■ AUFGABE
Schreibe die Fortsetzung des Artikels über Altkanzler Schröder und die Currywurst in der VW-Kantine, beginnend nach seinem letzten Satz.

■ TEXTAUSZUG

Ein Freund der Currywurst: Altbundeskanzler Gerhard Schröder (SPD) im Jahr 2007 mit dem damaligen SPD-Fraktionsvorsitzenden Peter Struck. Foto: imago/photothek/Thomas Koeh ler

Dass eine Volkswagen-Kantine künftig kein Fleisch mehr anbietet, gefällt nicht jedem. Altkanzler Schröder sieht die VW-Currywurst in Gefahr.

Wolfsburg - Wenn es um die Currywurst geht, hört bei Altbundeskanzler Gerhard Schröder (SPD) der Spaß auf. Am Dienstag meldete sich der Wurstfan im sozialen Netzwerk Linkedin unter dem Hashtag „#rettetdieCurrywurst“ zu Wort, um gegen eine in seinen Augen unmögliche Entscheidung zu protestieren: Das Ende der Currywurst in einer Betriebskantine des Autobauers VW. „Wenn ich noch im Aufsichtsrat von #VW säße, hätte es so etwas nicht gegeben“, polterte der 77-Jährige. Unter dem Beitrag entbrannte eine Diskussion mit mehr als 2200 Kommentaren. Was war passiert?

■ DATENSATZ

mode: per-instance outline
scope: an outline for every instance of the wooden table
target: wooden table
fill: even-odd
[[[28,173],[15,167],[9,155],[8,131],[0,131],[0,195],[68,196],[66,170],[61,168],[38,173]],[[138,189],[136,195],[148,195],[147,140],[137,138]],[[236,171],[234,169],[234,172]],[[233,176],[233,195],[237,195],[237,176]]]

■ LÖSUNG
Gesünder Essen in der Kantine

Am Montag war bekannt geworden, dass die VW-Kantine im Wolfsburger Markenhochhaus bald nur noch vegetarische und vegane Gerichte anbietet. Der Vorstandsvorsitzende Herbert Diess lobte: „Ein immenser Fortschritt, viel zeitgemäßer“. Gesünderes Essen in den VW-Kantinen sei ihm ein persönliches Anliegen. Doch damit fällt die traditionsreiche VW-Currywurst vom Speiseplan, von denen die hauseigene Fleischerei 2019 nach Konzernangaben rund sieben Millionen Stück herstellte.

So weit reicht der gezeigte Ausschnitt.